What you have to do ::
From the rows below, extract every line that contains the word "mule" and copy each one in full.

Task material ::
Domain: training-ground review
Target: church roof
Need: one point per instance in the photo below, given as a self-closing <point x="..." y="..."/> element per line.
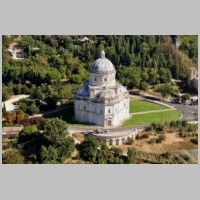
<point x="106" y="94"/>
<point x="102" y="65"/>
<point x="83" y="91"/>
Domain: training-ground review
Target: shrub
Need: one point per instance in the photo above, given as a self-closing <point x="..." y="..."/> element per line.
<point x="161" y="138"/>
<point x="145" y="135"/>
<point x="130" y="141"/>
<point x="152" y="141"/>
<point x="194" y="140"/>
<point x="160" y="128"/>
<point x="153" y="126"/>
<point x="167" y="155"/>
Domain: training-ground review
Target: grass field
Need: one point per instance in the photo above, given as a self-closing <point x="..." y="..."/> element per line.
<point x="142" y="106"/>
<point x="165" y="116"/>
<point x="66" y="114"/>
<point x="135" y="106"/>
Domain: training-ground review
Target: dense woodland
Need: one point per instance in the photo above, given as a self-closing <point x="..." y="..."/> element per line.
<point x="56" y="66"/>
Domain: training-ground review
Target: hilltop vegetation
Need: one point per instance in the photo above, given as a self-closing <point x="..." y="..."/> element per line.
<point x="56" y="66"/>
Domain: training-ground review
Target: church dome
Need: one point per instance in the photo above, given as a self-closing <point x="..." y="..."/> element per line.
<point x="106" y="94"/>
<point x="102" y="65"/>
<point x="84" y="91"/>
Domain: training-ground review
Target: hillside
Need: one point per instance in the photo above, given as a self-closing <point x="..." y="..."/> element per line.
<point x="55" y="66"/>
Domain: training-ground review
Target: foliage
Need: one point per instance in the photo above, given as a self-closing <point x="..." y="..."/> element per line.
<point x="130" y="140"/>
<point x="89" y="148"/>
<point x="20" y="116"/>
<point x="13" y="157"/>
<point x="55" y="131"/>
<point x="38" y="121"/>
<point x="161" y="138"/>
<point x="132" y="155"/>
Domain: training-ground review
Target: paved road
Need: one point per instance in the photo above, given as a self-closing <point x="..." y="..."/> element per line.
<point x="186" y="110"/>
<point x="73" y="129"/>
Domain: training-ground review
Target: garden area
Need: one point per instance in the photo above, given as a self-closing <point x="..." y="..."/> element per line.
<point x="143" y="106"/>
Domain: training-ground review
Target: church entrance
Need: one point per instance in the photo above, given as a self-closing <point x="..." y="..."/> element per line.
<point x="109" y="122"/>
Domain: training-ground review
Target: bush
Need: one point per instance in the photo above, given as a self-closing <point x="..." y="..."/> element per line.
<point x="153" y="126"/>
<point x="130" y="141"/>
<point x="145" y="135"/>
<point x="167" y="155"/>
<point x="161" y="138"/>
<point x="160" y="128"/>
<point x="194" y="140"/>
<point x="152" y="141"/>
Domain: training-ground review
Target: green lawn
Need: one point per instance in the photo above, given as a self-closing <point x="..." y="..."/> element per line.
<point x="66" y="114"/>
<point x="142" y="106"/>
<point x="165" y="116"/>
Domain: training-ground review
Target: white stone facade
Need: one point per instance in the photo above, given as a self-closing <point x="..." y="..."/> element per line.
<point x="102" y="101"/>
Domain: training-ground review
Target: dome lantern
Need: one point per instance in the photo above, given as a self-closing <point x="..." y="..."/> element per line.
<point x="102" y="54"/>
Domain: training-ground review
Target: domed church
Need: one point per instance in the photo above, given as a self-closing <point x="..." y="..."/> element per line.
<point x="102" y="101"/>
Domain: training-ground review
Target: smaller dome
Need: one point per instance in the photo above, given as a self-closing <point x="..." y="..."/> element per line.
<point x="102" y="65"/>
<point x="84" y="91"/>
<point x="106" y="94"/>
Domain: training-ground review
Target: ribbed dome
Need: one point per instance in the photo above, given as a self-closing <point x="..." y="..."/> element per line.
<point x="84" y="91"/>
<point x="102" y="65"/>
<point x="106" y="94"/>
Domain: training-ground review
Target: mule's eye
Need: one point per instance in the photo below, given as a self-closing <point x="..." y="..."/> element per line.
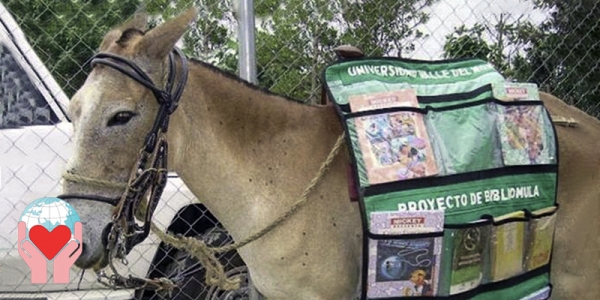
<point x="120" y="118"/>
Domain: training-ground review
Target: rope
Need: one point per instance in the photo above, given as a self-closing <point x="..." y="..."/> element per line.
<point x="215" y="274"/>
<point x="93" y="181"/>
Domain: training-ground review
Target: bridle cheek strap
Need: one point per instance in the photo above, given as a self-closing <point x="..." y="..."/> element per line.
<point x="149" y="177"/>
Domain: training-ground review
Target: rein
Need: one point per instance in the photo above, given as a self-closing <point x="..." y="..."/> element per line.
<point x="145" y="186"/>
<point x="147" y="179"/>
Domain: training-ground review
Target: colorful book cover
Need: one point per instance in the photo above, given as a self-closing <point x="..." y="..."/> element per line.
<point x="394" y="146"/>
<point x="508" y="247"/>
<point x="540" y="236"/>
<point x="405" y="267"/>
<point x="515" y="91"/>
<point x="469" y="246"/>
<point x="522" y="135"/>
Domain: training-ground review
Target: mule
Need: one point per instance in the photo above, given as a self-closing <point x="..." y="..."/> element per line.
<point x="248" y="154"/>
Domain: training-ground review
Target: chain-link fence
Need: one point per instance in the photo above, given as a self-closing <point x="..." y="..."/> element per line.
<point x="555" y="44"/>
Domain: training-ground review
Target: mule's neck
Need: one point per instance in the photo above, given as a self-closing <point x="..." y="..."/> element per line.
<point x="243" y="152"/>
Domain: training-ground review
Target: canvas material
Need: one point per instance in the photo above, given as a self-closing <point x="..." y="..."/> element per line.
<point x="479" y="166"/>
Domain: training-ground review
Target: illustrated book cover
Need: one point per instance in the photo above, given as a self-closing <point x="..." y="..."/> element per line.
<point x="469" y="248"/>
<point x="405" y="267"/>
<point x="508" y="247"/>
<point x="539" y="238"/>
<point x="522" y="135"/>
<point x="394" y="146"/>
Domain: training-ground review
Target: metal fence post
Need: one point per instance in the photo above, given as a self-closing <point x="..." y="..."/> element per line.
<point x="247" y="64"/>
<point x="247" y="59"/>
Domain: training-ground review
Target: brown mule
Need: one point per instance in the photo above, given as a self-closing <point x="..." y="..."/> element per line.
<point x="248" y="155"/>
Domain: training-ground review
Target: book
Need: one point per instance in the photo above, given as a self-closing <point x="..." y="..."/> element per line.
<point x="405" y="267"/>
<point x="469" y="247"/>
<point x="522" y="135"/>
<point x="539" y="238"/>
<point x="394" y="146"/>
<point x="508" y="246"/>
<point x="406" y="222"/>
<point x="542" y="294"/>
<point x="398" y="98"/>
<point x="515" y="91"/>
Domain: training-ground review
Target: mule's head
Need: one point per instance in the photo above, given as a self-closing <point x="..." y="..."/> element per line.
<point x="111" y="116"/>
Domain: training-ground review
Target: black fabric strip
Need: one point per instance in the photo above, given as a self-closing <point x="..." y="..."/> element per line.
<point x="487" y="287"/>
<point x="530" y="215"/>
<point x="441" y="109"/>
<point x="425" y="182"/>
<point x="484" y="221"/>
<point x="456" y="96"/>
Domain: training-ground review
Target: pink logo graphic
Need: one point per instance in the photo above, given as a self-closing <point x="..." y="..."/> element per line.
<point x="50" y="230"/>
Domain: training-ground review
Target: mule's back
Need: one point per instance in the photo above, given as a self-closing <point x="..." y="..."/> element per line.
<point x="576" y="265"/>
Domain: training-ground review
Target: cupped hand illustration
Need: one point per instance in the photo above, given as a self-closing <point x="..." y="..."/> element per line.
<point x="34" y="258"/>
<point x="67" y="256"/>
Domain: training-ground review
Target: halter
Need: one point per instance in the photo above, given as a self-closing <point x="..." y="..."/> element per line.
<point x="149" y="177"/>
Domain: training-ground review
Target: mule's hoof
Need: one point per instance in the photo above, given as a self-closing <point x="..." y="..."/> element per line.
<point x="348" y="52"/>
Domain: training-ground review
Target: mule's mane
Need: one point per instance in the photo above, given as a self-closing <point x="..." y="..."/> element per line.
<point x="250" y="85"/>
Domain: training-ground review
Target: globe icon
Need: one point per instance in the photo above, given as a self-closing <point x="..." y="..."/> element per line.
<point x="50" y="212"/>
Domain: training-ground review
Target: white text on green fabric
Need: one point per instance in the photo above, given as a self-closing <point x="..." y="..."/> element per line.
<point x="396" y="71"/>
<point x="471" y="199"/>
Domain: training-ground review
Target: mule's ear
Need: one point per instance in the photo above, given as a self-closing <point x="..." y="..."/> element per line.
<point x="158" y="42"/>
<point x="138" y="21"/>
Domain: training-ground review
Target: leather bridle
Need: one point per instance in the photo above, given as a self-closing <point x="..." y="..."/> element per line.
<point x="149" y="177"/>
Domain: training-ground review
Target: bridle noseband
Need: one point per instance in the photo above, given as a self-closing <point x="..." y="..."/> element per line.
<point x="149" y="177"/>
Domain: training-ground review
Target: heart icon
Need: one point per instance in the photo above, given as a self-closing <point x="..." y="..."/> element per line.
<point x="50" y="243"/>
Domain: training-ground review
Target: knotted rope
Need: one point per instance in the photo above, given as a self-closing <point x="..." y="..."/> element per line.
<point x="215" y="273"/>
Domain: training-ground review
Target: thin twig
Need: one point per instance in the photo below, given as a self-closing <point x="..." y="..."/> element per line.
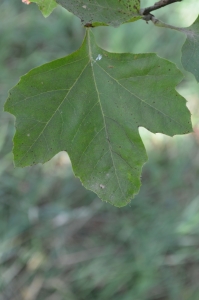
<point x="158" y="5"/>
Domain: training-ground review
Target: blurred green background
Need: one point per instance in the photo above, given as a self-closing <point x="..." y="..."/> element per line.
<point x="59" y="241"/>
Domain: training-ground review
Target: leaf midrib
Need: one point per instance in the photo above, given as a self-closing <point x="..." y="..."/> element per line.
<point x="103" y="115"/>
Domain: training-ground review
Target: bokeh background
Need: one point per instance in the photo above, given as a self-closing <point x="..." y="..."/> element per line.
<point x="59" y="241"/>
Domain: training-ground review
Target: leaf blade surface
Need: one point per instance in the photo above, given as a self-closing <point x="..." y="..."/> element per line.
<point x="46" y="6"/>
<point x="91" y="104"/>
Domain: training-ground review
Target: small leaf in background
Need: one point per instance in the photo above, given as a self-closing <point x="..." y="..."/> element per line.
<point x="46" y="6"/>
<point x="91" y="104"/>
<point x="190" y="49"/>
<point x="102" y="12"/>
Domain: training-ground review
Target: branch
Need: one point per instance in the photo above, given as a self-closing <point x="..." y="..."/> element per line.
<point x="158" y="5"/>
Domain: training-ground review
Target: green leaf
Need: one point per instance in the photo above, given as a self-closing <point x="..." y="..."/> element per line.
<point x="46" y="6"/>
<point x="91" y="104"/>
<point x="103" y="12"/>
<point x="190" y="49"/>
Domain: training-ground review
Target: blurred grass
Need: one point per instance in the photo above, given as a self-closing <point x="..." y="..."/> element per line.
<point x="57" y="240"/>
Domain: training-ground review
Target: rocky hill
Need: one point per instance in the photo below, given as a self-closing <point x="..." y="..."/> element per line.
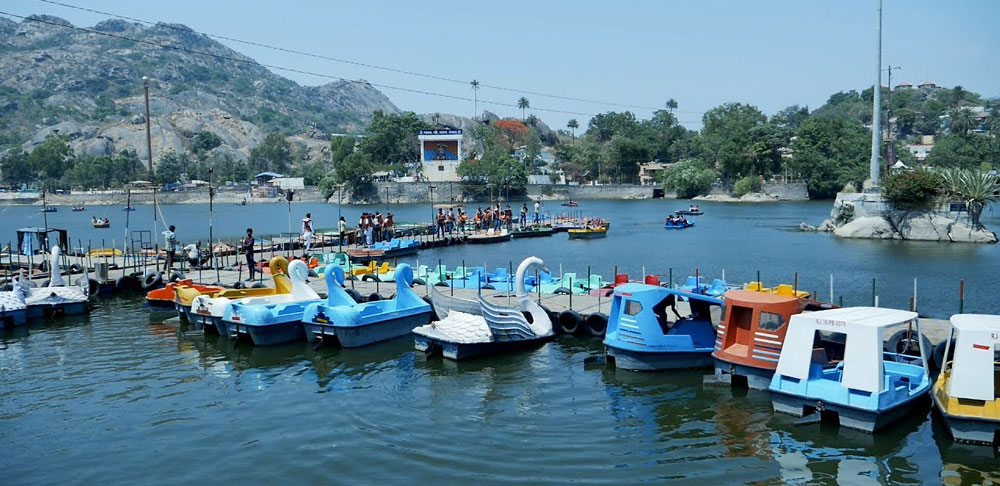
<point x="88" y="87"/>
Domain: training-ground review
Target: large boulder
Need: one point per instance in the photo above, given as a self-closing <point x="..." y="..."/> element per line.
<point x="868" y="227"/>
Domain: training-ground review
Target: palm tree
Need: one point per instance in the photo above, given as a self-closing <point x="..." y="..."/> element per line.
<point x="962" y="120"/>
<point x="972" y="187"/>
<point x="475" y="93"/>
<point x="523" y="104"/>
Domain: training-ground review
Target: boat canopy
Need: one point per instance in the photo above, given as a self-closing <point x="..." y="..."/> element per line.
<point x="863" y="349"/>
<point x="975" y="345"/>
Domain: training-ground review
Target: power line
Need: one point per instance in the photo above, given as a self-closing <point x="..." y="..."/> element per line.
<point x="361" y="64"/>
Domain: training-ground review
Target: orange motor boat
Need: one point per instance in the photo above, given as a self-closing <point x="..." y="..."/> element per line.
<point x="749" y="340"/>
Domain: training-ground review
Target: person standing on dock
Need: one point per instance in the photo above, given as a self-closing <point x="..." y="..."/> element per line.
<point x="342" y="229"/>
<point x="247" y="248"/>
<point x="307" y="231"/>
<point x="170" y="246"/>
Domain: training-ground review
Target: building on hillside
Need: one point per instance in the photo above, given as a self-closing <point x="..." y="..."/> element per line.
<point x="649" y="172"/>
<point x="919" y="151"/>
<point x="440" y="154"/>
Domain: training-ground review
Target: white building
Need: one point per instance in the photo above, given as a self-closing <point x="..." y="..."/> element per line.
<point x="440" y="154"/>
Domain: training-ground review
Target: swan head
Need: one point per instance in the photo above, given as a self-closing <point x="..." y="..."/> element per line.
<point x="527" y="264"/>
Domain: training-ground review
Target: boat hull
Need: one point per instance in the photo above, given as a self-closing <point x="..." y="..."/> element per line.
<point x="357" y="336"/>
<point x="969" y="429"/>
<point x="266" y="334"/>
<point x="648" y="361"/>
<point x="17" y="317"/>
<point x="460" y="351"/>
<point x="756" y="378"/>
<point x="850" y="417"/>
<point x="47" y="310"/>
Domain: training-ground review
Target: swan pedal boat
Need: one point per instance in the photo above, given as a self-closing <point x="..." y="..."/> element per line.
<point x="271" y="319"/>
<point x="351" y="324"/>
<point x="57" y="297"/>
<point x="204" y="311"/>
<point x="967" y="391"/>
<point x="13" y="310"/>
<point x="462" y="335"/>
<point x="641" y="336"/>
<point x="866" y="387"/>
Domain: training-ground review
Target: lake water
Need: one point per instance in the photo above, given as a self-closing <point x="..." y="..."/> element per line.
<point x="119" y="397"/>
<point x="740" y="239"/>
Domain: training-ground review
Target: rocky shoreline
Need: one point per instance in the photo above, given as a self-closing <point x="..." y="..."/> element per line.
<point x="868" y="216"/>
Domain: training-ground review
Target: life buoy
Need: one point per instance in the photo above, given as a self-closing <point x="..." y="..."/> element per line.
<point x="355" y="295"/>
<point x="597" y="324"/>
<point x="152" y="280"/>
<point x="569" y="322"/>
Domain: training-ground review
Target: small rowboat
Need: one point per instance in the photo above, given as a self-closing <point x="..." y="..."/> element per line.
<point x="678" y="225"/>
<point x="588" y="233"/>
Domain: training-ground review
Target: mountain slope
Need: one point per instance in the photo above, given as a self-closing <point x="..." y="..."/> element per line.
<point x="88" y="86"/>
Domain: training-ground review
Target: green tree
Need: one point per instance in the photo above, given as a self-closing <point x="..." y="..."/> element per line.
<point x="340" y="148"/>
<point x="688" y="178"/>
<point x="963" y="120"/>
<point x="523" y="104"/>
<point x="726" y="138"/>
<point x="392" y="139"/>
<point x="273" y="154"/>
<point x="975" y="188"/>
<point x="917" y="188"/>
<point x="964" y="151"/>
<point x="830" y="152"/>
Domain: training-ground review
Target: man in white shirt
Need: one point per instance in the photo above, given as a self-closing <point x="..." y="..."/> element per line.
<point x="307" y="231"/>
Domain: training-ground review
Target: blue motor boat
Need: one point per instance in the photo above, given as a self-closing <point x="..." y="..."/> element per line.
<point x="858" y="383"/>
<point x="647" y="332"/>
<point x="678" y="224"/>
<point x="351" y="324"/>
<point x="271" y="319"/>
<point x="397" y="247"/>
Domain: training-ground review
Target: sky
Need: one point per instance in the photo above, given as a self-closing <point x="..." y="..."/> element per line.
<point x="771" y="54"/>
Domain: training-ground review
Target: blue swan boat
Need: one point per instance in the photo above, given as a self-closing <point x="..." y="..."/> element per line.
<point x="861" y="386"/>
<point x="354" y="325"/>
<point x="643" y="336"/>
<point x="273" y="319"/>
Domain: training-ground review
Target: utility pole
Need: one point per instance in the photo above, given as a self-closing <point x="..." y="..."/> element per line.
<point x="149" y="152"/>
<point x="891" y="149"/>
<point x="874" y="169"/>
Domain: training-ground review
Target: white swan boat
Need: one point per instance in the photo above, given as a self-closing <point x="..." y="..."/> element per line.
<point x="463" y="335"/>
<point x="56" y="297"/>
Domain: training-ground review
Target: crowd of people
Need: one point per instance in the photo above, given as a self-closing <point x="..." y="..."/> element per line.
<point x="372" y="228"/>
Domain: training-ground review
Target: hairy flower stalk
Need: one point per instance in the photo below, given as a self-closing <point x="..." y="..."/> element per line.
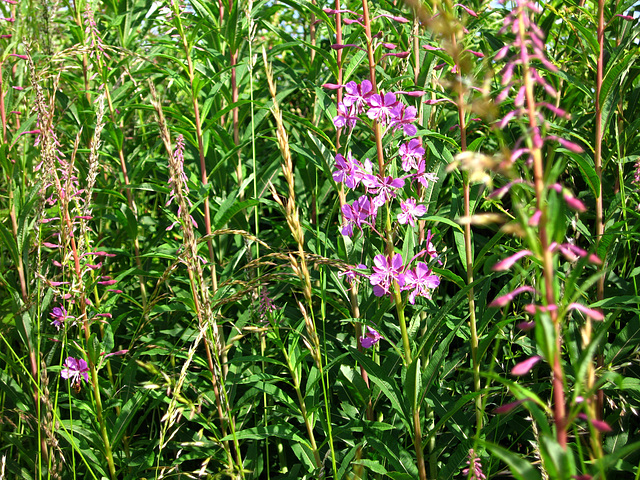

Answer to the exercise ::
Target: mule's eye
Target: mule
Target: mule's neck
Target: brown mule
Target: mule's head
Target: mule's back
Target: mule's hoof
Target: mule's mane
Target: mule's ear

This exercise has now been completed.